TO DO:
Your job is to return every line in the data holding the string "yellow".

Collected data
========================================
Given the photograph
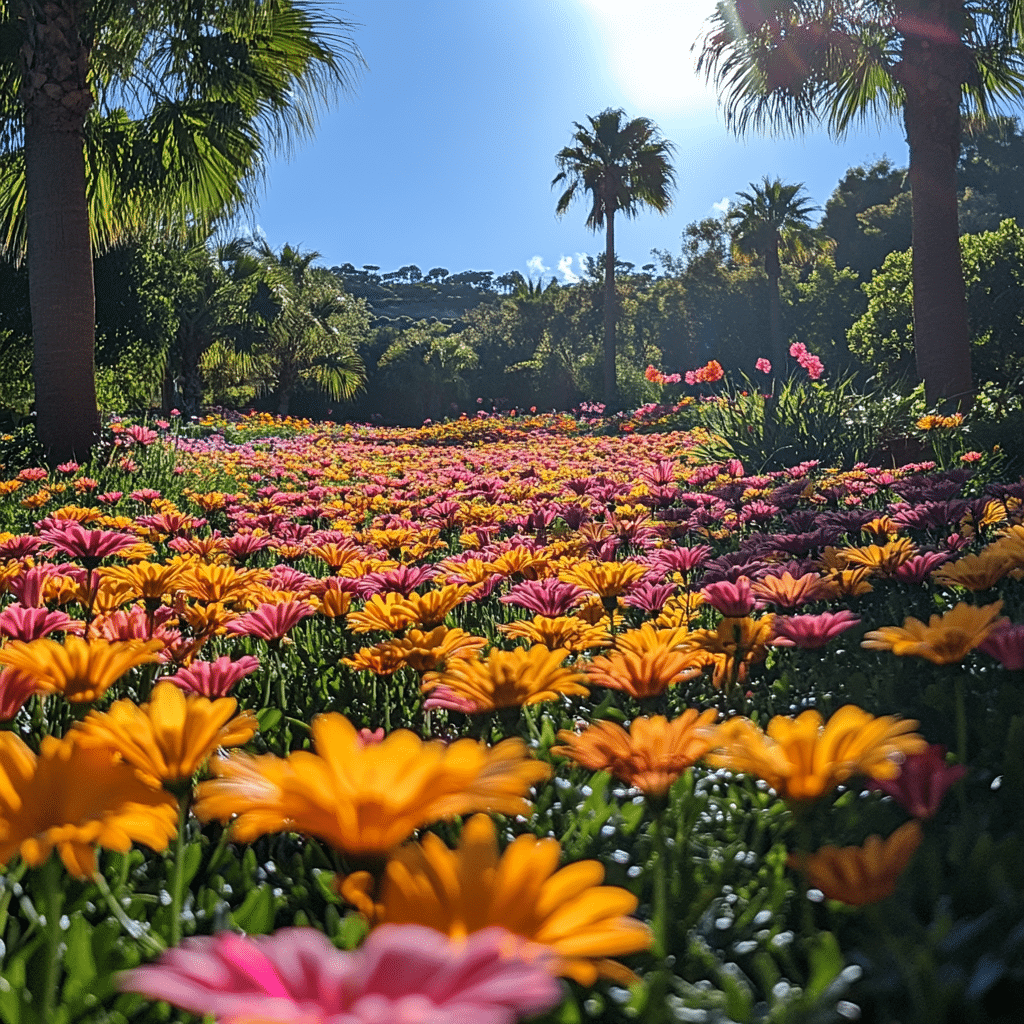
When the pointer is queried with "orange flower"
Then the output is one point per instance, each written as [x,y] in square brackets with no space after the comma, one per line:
[860,875]
[474,887]
[74,798]
[944,640]
[365,800]
[651,756]
[645,674]
[81,670]
[168,738]
[802,759]
[508,679]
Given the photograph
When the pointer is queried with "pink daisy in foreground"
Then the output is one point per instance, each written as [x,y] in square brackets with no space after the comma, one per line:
[402,974]
[811,631]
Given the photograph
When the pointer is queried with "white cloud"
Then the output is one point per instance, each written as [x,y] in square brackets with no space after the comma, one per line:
[536,265]
[565,269]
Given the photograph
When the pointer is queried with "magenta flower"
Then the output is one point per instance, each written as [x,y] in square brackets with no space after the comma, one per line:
[270,622]
[19,623]
[403,974]
[811,631]
[1006,644]
[214,679]
[923,781]
[72,539]
[731,599]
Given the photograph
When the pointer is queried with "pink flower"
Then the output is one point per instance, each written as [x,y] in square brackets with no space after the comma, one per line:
[269,622]
[1006,644]
[811,631]
[403,974]
[923,781]
[213,679]
[731,599]
[19,623]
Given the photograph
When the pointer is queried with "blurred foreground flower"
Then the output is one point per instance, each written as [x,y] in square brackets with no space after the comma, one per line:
[366,800]
[944,640]
[81,670]
[803,758]
[74,798]
[168,738]
[402,974]
[651,756]
[861,875]
[464,891]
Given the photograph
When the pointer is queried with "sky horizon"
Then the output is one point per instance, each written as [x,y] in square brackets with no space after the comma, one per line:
[443,154]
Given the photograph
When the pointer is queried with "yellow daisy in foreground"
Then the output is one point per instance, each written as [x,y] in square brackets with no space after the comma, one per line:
[81,670]
[509,678]
[944,640]
[365,800]
[860,875]
[74,798]
[168,738]
[803,758]
[522,890]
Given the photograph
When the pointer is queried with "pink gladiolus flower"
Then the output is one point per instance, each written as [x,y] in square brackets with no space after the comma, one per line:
[404,974]
[923,781]
[731,599]
[1006,644]
[18,623]
[213,679]
[269,622]
[811,631]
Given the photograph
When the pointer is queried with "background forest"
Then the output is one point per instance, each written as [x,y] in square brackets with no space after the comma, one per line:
[235,323]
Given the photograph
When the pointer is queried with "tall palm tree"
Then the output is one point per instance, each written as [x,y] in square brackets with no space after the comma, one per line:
[124,103]
[785,64]
[623,166]
[773,217]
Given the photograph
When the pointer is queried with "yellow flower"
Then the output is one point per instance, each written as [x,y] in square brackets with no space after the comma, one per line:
[460,891]
[651,756]
[944,640]
[801,758]
[860,875]
[509,678]
[74,798]
[562,632]
[168,738]
[389,611]
[365,800]
[645,674]
[81,670]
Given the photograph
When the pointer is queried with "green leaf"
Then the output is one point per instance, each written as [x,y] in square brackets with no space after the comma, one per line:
[255,916]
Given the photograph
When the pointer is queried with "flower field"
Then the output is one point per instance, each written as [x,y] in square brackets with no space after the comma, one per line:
[500,718]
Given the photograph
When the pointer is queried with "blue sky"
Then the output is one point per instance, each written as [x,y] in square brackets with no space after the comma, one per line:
[443,154]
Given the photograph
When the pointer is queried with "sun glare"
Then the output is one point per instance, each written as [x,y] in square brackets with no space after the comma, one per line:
[649,52]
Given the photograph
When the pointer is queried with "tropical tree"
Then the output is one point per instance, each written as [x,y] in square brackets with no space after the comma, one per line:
[135,113]
[772,218]
[785,64]
[314,334]
[623,166]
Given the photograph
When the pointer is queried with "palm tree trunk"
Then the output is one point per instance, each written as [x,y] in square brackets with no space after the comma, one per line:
[60,287]
[932,77]
[777,342]
[610,385]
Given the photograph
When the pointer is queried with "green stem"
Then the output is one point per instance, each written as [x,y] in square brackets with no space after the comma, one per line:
[49,876]
[179,860]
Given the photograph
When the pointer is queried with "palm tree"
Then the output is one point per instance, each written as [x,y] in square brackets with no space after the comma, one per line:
[623,167]
[774,217]
[159,112]
[785,64]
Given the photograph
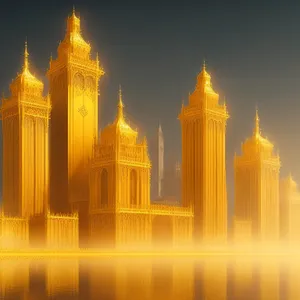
========================================
TASK RESULT:
When the pointer is queried with "yellow daisy in foreground"
When the pointer is queried with "yellow flower"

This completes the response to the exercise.